* [Extract provided]
— START —

N 2701: @ and $ in source and execution character set

Submitter: Philipp Klaus Krause
Submission Date: 2021-03-28

Summary:

@ and $ in source and execution character set

This adds @ and $ to the source and execution character set.

Justification:

The basic source character and execution character set are currently only required to contain the basic character set, which currently consists of the characters of the invariable subset of EBCDIC and ASCII, and other characters (even if their position is different in different EBCDIC code pages) that are used as C syntax. The character @ is present both in ASCII and in many EBCDIC code pages. In different EBCDIC code pages it has different positions. It even moved position in ASCII in the 1965 and 1967 updates of ASCII. Today, @ is commonly used in C source code, in particular in email adresses in both comments and string literals. Practically, C users expect this to work. With @ present in both ASCII and EBCDIC, this should be easy to support for implementations (and as witnessed by the widespread use of @ in C source, current implementations already support it). While there are EBCDIC codepages where @ is missing, such as 322, those are code pages that are missing many other characters from the current basic source character set anyway.

— END —

* [Required tasks]
[a] According to the proposal on @ and $, which EBCDIC code page lacks @?
[b] Write the next part of the proposal on @ and $, picking up after its last sentence.
The data after this proposal isn't needed for anything here.

* [Dataset excerpts]
— START —

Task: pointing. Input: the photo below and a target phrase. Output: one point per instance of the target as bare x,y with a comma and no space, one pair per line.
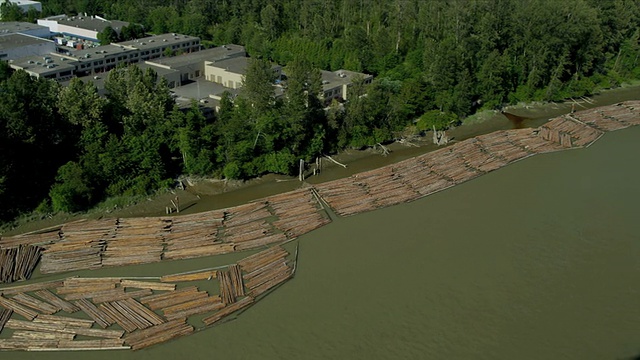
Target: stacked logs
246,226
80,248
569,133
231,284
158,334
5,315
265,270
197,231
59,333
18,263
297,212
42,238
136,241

— END —
— START —

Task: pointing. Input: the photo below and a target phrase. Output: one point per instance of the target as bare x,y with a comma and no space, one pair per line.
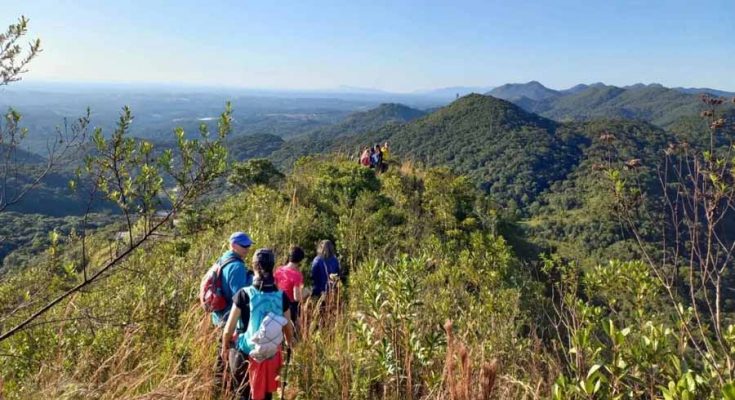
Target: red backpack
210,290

— END —

* [Written responses]
[a] Code page 322.

[b]
$, while not as widely used as @, is somewhat similar. It, too is present in both ASCII and EBCDIC, and has different positions in different EBCDIC code pages. `, is used less commonly in comments than $, but more often in string literals (since it is used in Markdown syntax) and also present in both ASCII and EBCDIC

By requiring @ and $ in the source and execution character set we, reach the goal of making them useable in comments and string literals. By not adding them to the basic source character set, we protect the freedom of implementations of allowing or disallowing them in identifiers, and avoid inconsistency or incompability regarding the use of universal character names (currently the use of universal character names for characters in the basic source character set is not allowed, so adding characters to the basic source character set without lifting that restriction could break existing code).

Do we want to add @ and $ to the source and execution character set as single byte each?

Proposed change: In N2596, §5.2.1.2: Replace "The basic character set shall be present and each character shall be encoded as a single byte." by "The basic character set, @ and $ shall be present and each character shall be encoded as a single byte.".

Do we want to add @ and $ to the source and execution character set without requiring them to be single bytes?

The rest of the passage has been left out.